■ WRITTEN TASK
Copy the material from its first line through the line containing "[7,319,1000,378]", inclusive, substituting "calm water surface" for "dark water surface" and leaving everything else unchanged.

[Start MATERIAL]

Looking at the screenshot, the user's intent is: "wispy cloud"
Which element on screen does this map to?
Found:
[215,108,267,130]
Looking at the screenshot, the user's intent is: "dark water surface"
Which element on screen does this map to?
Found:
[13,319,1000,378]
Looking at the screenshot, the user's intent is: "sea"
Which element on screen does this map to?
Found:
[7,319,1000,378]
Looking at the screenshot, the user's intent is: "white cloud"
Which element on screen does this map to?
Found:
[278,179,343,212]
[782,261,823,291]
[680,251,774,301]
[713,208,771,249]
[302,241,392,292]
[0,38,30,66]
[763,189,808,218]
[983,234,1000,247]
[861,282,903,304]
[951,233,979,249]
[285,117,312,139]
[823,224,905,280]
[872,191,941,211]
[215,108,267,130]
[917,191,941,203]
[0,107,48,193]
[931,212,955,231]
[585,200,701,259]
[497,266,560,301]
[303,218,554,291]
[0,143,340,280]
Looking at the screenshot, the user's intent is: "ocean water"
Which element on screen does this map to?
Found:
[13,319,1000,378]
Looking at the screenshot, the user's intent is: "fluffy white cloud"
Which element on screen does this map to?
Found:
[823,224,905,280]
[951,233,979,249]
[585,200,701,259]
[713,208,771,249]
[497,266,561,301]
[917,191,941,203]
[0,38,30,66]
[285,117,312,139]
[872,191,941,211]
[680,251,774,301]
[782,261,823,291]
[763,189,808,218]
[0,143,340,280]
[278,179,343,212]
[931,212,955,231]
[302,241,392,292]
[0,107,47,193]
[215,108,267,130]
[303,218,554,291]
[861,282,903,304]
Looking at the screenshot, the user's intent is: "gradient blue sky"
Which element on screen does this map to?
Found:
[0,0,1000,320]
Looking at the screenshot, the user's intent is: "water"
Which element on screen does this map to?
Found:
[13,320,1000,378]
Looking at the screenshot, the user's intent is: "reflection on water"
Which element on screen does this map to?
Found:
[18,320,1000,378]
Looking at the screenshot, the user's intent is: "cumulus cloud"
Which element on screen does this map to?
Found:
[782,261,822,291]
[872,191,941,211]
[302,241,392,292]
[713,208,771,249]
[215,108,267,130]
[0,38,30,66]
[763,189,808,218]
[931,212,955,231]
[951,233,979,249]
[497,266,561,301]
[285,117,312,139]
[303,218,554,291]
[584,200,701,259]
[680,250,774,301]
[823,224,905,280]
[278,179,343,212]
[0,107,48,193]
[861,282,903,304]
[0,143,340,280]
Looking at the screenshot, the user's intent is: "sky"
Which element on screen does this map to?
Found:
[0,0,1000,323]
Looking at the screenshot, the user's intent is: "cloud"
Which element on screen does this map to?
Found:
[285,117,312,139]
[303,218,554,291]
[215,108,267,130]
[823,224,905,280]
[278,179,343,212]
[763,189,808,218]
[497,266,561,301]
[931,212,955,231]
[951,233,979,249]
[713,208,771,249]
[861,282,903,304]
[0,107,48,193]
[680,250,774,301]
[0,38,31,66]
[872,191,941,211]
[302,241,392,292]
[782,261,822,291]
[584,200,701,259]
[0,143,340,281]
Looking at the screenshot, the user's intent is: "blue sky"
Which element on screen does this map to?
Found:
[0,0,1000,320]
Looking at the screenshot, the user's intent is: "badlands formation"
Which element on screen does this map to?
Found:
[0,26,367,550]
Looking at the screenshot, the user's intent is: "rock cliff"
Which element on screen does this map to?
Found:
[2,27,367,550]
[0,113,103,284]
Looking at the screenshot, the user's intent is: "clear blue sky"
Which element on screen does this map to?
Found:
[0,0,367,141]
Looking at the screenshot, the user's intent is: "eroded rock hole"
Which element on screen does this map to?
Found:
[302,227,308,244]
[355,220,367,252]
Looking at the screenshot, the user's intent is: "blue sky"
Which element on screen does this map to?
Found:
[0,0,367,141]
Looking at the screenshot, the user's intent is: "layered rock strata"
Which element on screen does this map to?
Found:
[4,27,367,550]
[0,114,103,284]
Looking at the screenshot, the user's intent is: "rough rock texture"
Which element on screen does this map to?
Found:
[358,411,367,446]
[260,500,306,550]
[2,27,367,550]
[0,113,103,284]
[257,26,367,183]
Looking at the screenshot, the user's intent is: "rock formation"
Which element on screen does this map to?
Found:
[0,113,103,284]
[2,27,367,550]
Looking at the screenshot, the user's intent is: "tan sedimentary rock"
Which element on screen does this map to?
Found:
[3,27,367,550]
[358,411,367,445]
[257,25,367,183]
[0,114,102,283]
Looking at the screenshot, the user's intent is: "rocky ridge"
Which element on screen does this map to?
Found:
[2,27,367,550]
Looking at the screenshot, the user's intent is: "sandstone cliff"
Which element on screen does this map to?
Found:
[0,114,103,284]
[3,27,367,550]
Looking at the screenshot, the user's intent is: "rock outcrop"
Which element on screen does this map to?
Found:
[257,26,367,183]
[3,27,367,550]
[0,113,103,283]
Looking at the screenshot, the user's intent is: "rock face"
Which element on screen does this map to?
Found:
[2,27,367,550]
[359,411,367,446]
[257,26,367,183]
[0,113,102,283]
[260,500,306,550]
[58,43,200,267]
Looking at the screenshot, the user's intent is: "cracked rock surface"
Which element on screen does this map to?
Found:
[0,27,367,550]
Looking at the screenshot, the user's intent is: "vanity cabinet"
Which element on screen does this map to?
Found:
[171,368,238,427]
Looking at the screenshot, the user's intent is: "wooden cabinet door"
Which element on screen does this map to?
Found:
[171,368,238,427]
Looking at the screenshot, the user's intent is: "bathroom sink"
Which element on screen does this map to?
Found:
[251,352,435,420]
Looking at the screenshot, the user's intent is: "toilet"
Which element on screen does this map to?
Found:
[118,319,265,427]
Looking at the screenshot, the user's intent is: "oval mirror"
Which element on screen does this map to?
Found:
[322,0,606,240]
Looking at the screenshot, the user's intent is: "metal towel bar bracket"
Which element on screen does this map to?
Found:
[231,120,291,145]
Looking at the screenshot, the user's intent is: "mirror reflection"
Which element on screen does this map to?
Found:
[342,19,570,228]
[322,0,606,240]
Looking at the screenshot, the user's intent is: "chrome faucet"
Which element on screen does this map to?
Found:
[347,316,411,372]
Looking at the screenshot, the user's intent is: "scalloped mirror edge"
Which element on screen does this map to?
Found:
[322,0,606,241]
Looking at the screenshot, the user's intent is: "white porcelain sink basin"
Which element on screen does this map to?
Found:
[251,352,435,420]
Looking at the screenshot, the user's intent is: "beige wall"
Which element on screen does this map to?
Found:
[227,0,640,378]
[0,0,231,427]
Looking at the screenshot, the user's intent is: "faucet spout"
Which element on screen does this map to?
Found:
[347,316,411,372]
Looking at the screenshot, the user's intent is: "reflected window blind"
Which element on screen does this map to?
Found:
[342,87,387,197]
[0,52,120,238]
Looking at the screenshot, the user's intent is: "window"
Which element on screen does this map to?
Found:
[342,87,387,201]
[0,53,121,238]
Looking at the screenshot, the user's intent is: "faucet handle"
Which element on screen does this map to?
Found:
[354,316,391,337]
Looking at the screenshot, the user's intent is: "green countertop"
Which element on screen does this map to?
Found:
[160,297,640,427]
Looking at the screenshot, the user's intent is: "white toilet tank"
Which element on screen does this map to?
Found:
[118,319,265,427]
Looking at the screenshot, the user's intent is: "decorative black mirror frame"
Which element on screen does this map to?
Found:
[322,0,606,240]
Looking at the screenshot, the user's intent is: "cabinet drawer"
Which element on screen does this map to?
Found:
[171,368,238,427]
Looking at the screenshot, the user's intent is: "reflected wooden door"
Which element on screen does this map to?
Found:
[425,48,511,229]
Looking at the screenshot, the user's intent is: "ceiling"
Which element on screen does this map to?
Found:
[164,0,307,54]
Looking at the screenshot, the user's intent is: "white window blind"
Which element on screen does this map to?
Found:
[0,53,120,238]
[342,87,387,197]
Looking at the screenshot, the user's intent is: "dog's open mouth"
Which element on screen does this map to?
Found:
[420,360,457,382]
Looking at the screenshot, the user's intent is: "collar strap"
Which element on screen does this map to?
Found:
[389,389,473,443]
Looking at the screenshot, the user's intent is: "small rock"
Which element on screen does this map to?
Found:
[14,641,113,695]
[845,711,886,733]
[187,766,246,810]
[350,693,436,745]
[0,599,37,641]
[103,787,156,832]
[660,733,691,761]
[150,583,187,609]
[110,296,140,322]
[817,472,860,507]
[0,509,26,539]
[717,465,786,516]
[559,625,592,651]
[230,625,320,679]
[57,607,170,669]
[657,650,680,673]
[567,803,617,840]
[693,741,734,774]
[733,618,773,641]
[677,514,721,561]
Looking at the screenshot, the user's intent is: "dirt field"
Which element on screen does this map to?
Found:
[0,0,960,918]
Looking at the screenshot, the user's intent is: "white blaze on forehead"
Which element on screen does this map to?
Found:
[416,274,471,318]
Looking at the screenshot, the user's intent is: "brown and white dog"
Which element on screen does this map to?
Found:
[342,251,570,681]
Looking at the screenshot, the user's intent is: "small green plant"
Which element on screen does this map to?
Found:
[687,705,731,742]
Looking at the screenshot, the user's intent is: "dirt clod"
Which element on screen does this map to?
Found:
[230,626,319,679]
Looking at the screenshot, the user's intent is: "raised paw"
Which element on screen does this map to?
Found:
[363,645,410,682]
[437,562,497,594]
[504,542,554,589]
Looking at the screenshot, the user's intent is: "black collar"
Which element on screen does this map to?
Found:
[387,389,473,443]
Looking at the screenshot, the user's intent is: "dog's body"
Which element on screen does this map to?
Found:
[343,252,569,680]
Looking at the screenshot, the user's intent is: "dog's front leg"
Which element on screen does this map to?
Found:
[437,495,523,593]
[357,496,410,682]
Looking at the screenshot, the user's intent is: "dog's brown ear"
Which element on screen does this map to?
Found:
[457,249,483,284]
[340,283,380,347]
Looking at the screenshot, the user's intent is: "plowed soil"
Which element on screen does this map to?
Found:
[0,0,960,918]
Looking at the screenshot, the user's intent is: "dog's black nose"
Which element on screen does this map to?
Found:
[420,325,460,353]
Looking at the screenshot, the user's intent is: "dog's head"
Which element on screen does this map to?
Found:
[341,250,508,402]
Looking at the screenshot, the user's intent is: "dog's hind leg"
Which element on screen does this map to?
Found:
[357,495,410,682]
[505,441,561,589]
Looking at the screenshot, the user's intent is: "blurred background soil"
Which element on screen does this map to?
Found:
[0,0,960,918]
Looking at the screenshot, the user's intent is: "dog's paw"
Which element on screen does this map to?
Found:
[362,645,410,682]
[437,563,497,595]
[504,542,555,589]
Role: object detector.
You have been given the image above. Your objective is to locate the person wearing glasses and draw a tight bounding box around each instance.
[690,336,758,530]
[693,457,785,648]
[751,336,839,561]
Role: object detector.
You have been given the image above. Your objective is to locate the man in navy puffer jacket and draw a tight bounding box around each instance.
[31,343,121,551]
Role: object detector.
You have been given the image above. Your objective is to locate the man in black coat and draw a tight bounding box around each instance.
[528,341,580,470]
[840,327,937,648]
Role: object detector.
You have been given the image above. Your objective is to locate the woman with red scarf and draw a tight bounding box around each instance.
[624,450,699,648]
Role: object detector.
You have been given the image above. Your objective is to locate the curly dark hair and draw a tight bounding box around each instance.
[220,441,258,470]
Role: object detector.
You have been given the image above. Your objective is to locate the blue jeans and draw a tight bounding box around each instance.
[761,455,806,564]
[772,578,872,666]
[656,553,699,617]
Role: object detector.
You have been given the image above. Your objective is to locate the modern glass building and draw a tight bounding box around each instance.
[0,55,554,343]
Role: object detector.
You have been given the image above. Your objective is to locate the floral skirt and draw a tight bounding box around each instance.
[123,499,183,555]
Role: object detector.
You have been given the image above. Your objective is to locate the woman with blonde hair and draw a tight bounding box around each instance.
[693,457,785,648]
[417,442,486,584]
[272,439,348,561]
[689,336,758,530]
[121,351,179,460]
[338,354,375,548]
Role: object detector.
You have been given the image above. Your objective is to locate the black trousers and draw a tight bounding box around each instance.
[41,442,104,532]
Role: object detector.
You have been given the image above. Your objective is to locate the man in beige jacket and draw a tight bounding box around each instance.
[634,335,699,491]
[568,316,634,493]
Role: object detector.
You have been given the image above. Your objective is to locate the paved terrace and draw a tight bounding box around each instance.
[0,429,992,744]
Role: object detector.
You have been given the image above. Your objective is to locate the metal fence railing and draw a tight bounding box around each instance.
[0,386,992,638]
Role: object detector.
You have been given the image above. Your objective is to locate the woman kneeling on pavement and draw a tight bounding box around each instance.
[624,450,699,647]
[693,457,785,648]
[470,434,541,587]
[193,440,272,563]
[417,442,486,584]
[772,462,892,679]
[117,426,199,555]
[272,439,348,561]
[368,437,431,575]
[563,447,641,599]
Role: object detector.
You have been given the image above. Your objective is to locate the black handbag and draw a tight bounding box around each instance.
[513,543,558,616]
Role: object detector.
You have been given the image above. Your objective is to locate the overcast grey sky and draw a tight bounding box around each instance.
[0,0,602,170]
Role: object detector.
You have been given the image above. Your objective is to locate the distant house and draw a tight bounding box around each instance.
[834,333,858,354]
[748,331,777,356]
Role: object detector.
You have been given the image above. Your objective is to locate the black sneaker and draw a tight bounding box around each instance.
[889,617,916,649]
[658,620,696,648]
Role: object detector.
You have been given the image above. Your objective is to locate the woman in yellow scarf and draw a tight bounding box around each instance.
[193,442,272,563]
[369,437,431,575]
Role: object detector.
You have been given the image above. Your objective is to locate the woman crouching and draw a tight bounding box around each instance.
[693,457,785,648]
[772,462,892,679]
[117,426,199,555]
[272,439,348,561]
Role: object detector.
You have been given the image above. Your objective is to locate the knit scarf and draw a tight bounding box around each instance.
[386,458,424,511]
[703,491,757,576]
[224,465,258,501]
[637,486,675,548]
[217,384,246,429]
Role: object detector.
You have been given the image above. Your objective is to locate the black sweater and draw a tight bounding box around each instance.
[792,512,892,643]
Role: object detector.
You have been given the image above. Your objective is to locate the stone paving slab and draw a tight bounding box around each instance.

[End MATERIAL]

■ EXPECTED ANSWER
Looking at the screenshot, the user's intent is: "wispy cloud"
Which element on screen does this map to?
Found:
[215,108,267,130]
Looking at the screenshot, the user's intent is: "calm water surface"
Which element on screen does this map to?
Found:
[13,319,1000,378]
Looking at the screenshot, the user's intent is: "sea"
Which element on screen does this map to?
Found:
[7,319,1000,378]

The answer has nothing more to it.